**Objective**
Reproduce all of the following data word for word, keeping each line as it stands.

+ + + + +

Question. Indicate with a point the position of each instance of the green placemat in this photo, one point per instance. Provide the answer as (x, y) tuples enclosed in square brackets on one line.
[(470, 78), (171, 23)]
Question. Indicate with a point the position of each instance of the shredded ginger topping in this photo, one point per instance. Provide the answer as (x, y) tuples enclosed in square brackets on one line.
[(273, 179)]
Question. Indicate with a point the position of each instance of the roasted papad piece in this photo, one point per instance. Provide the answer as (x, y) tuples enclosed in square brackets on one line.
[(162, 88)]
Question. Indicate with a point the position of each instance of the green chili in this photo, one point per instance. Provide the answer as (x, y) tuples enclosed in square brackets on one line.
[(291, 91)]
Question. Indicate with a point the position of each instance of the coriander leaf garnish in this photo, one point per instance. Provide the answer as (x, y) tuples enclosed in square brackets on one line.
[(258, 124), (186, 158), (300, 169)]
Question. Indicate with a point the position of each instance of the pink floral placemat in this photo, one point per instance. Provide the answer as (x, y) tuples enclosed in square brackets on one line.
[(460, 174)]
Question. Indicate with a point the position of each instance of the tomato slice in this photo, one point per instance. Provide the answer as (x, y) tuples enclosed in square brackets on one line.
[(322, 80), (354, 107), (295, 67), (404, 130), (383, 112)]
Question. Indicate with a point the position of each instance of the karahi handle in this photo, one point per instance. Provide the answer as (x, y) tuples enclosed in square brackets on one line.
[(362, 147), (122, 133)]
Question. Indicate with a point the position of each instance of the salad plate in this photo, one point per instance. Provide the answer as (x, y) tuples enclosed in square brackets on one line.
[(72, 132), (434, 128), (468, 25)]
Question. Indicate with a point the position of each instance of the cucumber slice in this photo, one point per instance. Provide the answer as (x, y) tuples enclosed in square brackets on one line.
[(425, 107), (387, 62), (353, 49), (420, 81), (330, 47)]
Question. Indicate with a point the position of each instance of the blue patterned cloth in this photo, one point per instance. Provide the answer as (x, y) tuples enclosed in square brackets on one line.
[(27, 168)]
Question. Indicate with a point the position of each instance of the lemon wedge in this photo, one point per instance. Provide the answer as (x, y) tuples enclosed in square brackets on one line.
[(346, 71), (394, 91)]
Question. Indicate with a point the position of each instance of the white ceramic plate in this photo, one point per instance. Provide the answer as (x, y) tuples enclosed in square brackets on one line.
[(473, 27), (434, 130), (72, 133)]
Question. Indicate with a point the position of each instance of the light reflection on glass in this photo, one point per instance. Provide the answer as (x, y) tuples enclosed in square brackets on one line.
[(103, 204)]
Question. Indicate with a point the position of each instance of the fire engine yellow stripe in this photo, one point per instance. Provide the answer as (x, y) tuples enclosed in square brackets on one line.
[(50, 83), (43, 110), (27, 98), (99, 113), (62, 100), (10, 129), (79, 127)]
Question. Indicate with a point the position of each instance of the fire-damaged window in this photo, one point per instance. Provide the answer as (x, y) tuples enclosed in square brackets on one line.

+ + + + +

**Solution for this task**
Question. Indicate with a point the position of each instance of the green placemat in this photo, one point per instance. Provide the answer as (x, y) tuples enclosed in square brackets on one line.
[(470, 78), (171, 23)]
Question. Indicate with a point the position of each instance of the shredded ginger topping in this photo, one point per instance. Provide the answer as (x, y) tuples enclosed in square brackets on one line.
[(273, 179)]
Question. Indicate with a point the position of each instance of the roasted papad piece in this photo, one point per instance. Provide the answer as (x, y) tuples enclosed in square brackets on one line.
[(162, 88)]
Question. Indicate with a point the position of each instance of the green chili in this photo, one point per instance. Provide the answer as (x, y) tuples enclosed in square brackets on one line.
[(291, 91)]
Question. Indicate with a point the position of each instance of the coriander leaf garnish in this photo, one point per instance. Provide the answer as (x, y) tuples enclosed in square brackets on one line.
[(258, 124), (186, 158), (300, 169)]
Question. Indicate with a point the position of each instance of the pink floral placemat in this photo, one point per instance. Provide the answer as (x, y) tuples enclosed in square brackets on one line.
[(460, 174)]
Question. Indicate with a point the position of each instance of the tomato slice in this photo, one point per instance. Provide the answer as (x, y) tuples enclosed in square brackets on one line.
[(322, 80), (354, 107), (295, 67), (404, 130), (383, 112)]
Question. Indicate with a point the position of each instance of the karahi handle in this photo, one point per instance. Provide the answer as (x, y) tuples enclosed in square brackets on one line.
[(362, 147), (122, 133)]
Question. Indicate with a point the position of each instance of the salad plate in this photo, one point per instance. Provide the answer as (x, y) tuples enclosed in square brackets on one line.
[(72, 132), (434, 128), (468, 25)]
Question. Indicate with a point the position of each instance of the cucumber slice in this photo, one point per instance. Provide the answer as (x, y) tuples enclosed in square brackets on one line.
[(425, 107), (387, 62), (353, 49), (420, 81), (330, 47)]
Question. Indicate with a point the position of each instance of the blue patterned cloth in this photo, one point per instance. Provide the answer as (x, y) tuples enclosed in square brackets on one line.
[(27, 168)]
Question. Indicate with a point the position of each instance of the lemon wedge in this photo, one point per instance. Provide the answer as (x, y) tuples enclosed in square brackets on one line.
[(346, 71), (394, 91)]
Question. Indicate with a point the position of each instance of the white ceramic plate in this photo, one point per instance. Provide the answer as (x, y) tuples enclosed in square brackets on one line.
[(473, 27), (434, 130), (72, 133)]
Question. Indicate with a point the position of each instance of the light reflection on glass in this photo, one point per instance. Provide the answer as (x, y) tuples enclosed in square brackets on one line.
[(103, 204)]
Question. Indicate with a point the position of each instance of the fire engine yellow stripe in this photo, one point per instance. Provide the answer as (x, y) tuples enclosed in square brackets on one line.
[(50, 83), (43, 110), (27, 98), (99, 113), (62, 100), (10, 129), (79, 127)]
Question. Indicate with a point the position of each instance of the fire-damaged window in this photo, one point per instance. Provide the answer as (x, y) tuples enclosed in square brackets on one line.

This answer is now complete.